__Supplied passage__.
Average Floor Number of an Elevator?

Let's try to tackle the general case where we have $N$ floors.

We notice that all legal $4$ -step pick ups are as likely to happen. For each pick up we can calculate the $\color{#D61F06}\text{sum of the floor numbers}$ and the $\color{#3D99F6}\text{number of floors}$ on which the elevator stops on. We can add together these numbers for all possible pick ups to get the total $\color{#D61F06}\text{sum of the floor numbers}$ and total $\color{#3D99F6}\text{number of floors}$ on which the elevator stops on when performing each possible pick up once. Then the $\color{#20A900}\text{average floor number}$ stopped on is the total $\color{#D61F06}\text{sum of the floor numbers}$ divided by the total $\color{#3D99F6}\text{number of floors}$ .

Let's now try to actually calculate these totals.

Let's model each pick up as a $N$ -element row vector where each element tells how many times the elevator stopped on that floor.

If the person who the elevator is going to pick up is on the floor $1$ and wants to go to the floor $K$ where $K \neq 1$ then the elevator goes to floor $K$ stops and then goes to floor $1$ and stops . Thus the pick up vector has $1$ at indices $1$ and $K$ and $0$ everywhere else. Sum of all these pick up vectors is $\left[(N-1), \ 1,\ \ldots, \ 1\right]$ .

If the person is on floor $K$ where $K \neq 1$ and wants to floor $1$ the path of the elevator is the same as in the previous case so the sum of the pick up vectors is also the same, i.e. $\left[(N-1), \ 1, \ \ldots, \ 1\right]$ .

If the person is on floor $K$ where $K \neq 1$ and wants to floor $M$ where $M \neq 1, M \neq K$ then the pick up vector has $1$ at the indices $1, K$ and $M$ and $0$ everywhere else. Sum of all these pick up vectors is $\left[(N-1)(N-2), \ 2(N-2), \ \ldots, \ 2(N-2)\right]$ .

__Tasks to complete__.
- 1) Extract the elevator solution's text from "If the person who" to "1,\ \ldots, \ 1\right]$ .".
- 2) Summarize the elevator solution in two sentences.

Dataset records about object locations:
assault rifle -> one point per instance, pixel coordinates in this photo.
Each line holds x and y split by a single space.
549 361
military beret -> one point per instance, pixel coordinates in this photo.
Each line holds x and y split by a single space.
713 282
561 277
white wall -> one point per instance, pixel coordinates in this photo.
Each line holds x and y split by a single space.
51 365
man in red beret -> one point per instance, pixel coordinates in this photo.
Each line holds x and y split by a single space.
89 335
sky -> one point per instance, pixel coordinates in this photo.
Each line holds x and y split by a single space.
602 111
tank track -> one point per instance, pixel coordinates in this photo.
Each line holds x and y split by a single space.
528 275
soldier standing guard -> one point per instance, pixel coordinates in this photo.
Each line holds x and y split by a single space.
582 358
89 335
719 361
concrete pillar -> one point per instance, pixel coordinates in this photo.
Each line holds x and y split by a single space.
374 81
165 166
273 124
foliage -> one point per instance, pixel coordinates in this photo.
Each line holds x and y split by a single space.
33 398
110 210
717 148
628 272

__Answers to the tasks__.
- 1)
If the person who the elevator is going to pick up is on the floor $1$ and wants to go to the floor $K$ where $K \neq 1$ then the elevator goes to floor $K$ stops and then goes to floor $1$ and stops . Thus the pick up vector has $1$ at indices $1$ and $K$ and $0$ everywhere else. Sum of all these pick up vectors is $\left[(N-1), \ 1,\ \ldots, \ 1\right]$ .

- 2) The solution finds the average floor number for N floors by adding up, over all equally likely 4-step pick ups, the sum of the floor numbers and the number of floors stopped on, then dividing the first total by the second. It models each pick up as an N-element vector counting stops per floor and sums these vectors for trips from floor 1 to floor K, from floor K to floor 1, and between two floors K and M that are not floor 1.